▶ Try it
Please return the lines below verbatim, beginning at the one that has "box: [104, 37, 125, 53]" and stopping after the one that has "box: [80, 201, 95, 213]", and add no other lines.

-=-=-

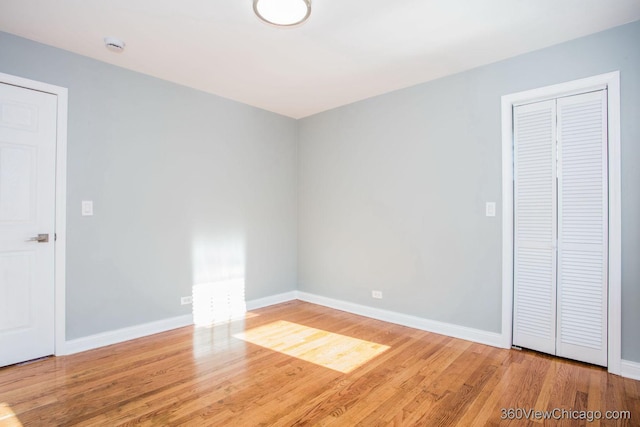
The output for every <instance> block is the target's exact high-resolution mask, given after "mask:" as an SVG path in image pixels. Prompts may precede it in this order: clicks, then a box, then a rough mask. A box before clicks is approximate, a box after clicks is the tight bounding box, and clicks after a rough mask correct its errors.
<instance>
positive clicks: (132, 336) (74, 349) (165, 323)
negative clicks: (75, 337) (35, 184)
mask: <svg viewBox="0 0 640 427" xmlns="http://www.w3.org/2000/svg"><path fill="white" fill-rule="evenodd" d="M190 325H193V315H191V314H186V315H184V316H178V317H173V318H170V319H163V320H158V321H155V322H149V323H143V324H142V325H135V326H130V327H128V328H122V329H117V330H115V331H107V332H102V333H99V334H95V335H90V336H88V337H82V338H77V339H74V340H70V341H67V342H66V352H65V353H64V354H74V353H79V352H81V351H87V350H93V349H94V348H99V347H104V346H107V345H112V344H118V343H121V342H124V341H129V340H133V339H136V338H142V337H146V336H148V335H153V334H158V333H160V332H166V331H170V330H172V329H176V328H183V327H185V326H190Z"/></svg>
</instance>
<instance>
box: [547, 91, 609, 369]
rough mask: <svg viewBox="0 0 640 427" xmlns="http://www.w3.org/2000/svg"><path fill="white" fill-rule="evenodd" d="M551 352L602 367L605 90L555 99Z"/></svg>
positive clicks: (605, 259) (604, 285)
mask: <svg viewBox="0 0 640 427" xmlns="http://www.w3.org/2000/svg"><path fill="white" fill-rule="evenodd" d="M557 105H558V188H559V191H558V325H557V344H556V354H557V355H558V356H562V357H568V358H570V359H576V360H582V361H584V362H589V363H594V364H596V365H602V366H607V318H608V313H607V291H608V286H607V285H608V282H607V278H608V253H609V248H608V240H609V238H608V231H609V229H608V223H609V220H608V213H609V203H608V200H609V194H608V169H607V91H606V90H600V91H597V92H590V93H585V94H581V95H575V96H568V97H565V98H559V99H558V104H557Z"/></svg>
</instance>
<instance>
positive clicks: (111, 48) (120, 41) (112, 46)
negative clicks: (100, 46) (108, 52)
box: [104, 37, 125, 53]
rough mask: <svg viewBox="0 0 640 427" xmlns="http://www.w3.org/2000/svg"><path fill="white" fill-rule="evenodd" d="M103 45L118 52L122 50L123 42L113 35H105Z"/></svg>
mask: <svg viewBox="0 0 640 427" xmlns="http://www.w3.org/2000/svg"><path fill="white" fill-rule="evenodd" d="M104 45H105V47H106V48H107V49H109V50H110V51H111V52H116V53H120V52H122V51H123V50H124V46H125V44H124V42H123V41H122V40H120V39H117V38H115V37H105V38H104Z"/></svg>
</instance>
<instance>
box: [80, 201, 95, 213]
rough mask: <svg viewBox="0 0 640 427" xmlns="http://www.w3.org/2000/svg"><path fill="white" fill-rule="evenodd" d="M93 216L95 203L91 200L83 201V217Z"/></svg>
mask: <svg viewBox="0 0 640 427" xmlns="http://www.w3.org/2000/svg"><path fill="white" fill-rule="evenodd" d="M91 215H93V201H91V200H83V201H82V216H91Z"/></svg>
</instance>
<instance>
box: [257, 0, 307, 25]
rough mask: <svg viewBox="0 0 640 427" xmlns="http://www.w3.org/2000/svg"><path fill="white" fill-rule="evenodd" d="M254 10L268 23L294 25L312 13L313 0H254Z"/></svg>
mask: <svg viewBox="0 0 640 427" xmlns="http://www.w3.org/2000/svg"><path fill="white" fill-rule="evenodd" d="M253 11H254V12H255V13H256V15H258V18H260V19H261V20H263V21H264V22H266V23H267V24H271V25H276V26H278V27H293V26H296V25H300V24H302V23H303V22H304V21H306V20H307V18H309V15H311V0H253Z"/></svg>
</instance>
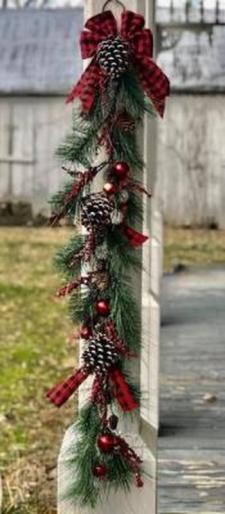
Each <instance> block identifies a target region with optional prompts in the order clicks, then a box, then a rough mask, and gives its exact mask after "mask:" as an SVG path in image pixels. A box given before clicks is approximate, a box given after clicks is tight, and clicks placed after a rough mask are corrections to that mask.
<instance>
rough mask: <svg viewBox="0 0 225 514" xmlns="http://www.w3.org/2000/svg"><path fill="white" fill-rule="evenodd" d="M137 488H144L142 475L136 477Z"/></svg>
mask: <svg viewBox="0 0 225 514" xmlns="http://www.w3.org/2000/svg"><path fill="white" fill-rule="evenodd" d="M136 486H137V487H140V488H141V487H144V482H143V480H142V478H141V476H140V475H136Z"/></svg>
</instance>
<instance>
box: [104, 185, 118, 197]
mask: <svg viewBox="0 0 225 514" xmlns="http://www.w3.org/2000/svg"><path fill="white" fill-rule="evenodd" d="M103 190H104V191H105V193H106V194H107V195H114V194H115V193H116V187H115V186H114V184H112V183H111V182H106V184H105V185H104V186H103Z"/></svg>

-=-=-

▶ Exercise answer
box: [104, 37, 125, 53]
rough mask: <svg viewBox="0 0 640 427" xmlns="http://www.w3.org/2000/svg"><path fill="white" fill-rule="evenodd" d="M103 45L118 52L122 50L123 42L113 35H105Z"/></svg>
mask: <svg viewBox="0 0 640 427" xmlns="http://www.w3.org/2000/svg"><path fill="white" fill-rule="evenodd" d="M104 45H105V47H106V48H107V49H109V50H110V51H111V52H116V53H120V52H122V51H123V50H124V46H125V44H124V42H123V41H122V40H120V39H117V38H115V37H105V38H104Z"/></svg>
</instance>
<instance>
box: [80, 201, 95, 213]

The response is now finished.